Copy out every entry below in full, requests included, but scale each coordinate in the answers by 2.55 and round it to a whole number, with halves going up, while the numbers in the requests and their sample formats stay as they are. Leave the pictures out of your reply.

----

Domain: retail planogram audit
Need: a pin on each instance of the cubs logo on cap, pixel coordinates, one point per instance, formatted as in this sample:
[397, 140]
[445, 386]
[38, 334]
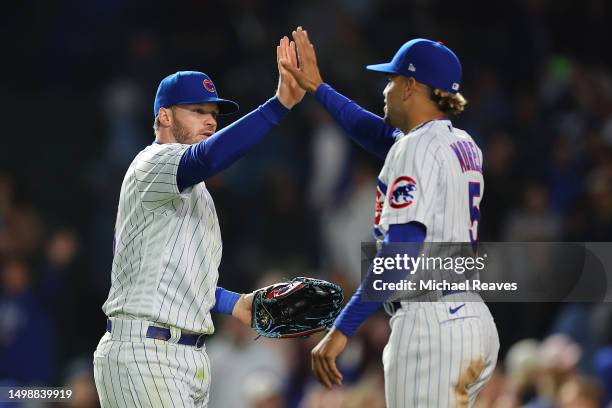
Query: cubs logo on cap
[185, 87]
[208, 85]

----

= Task answer =
Domain: retail planogram audit
Need: a pin on each instance of the cubs logo on cap, pixel coordinates, one point per instance, formatted as in this sample:
[397, 140]
[445, 386]
[38, 334]
Query: cubs logo on cap
[472, 222]
[530, 217]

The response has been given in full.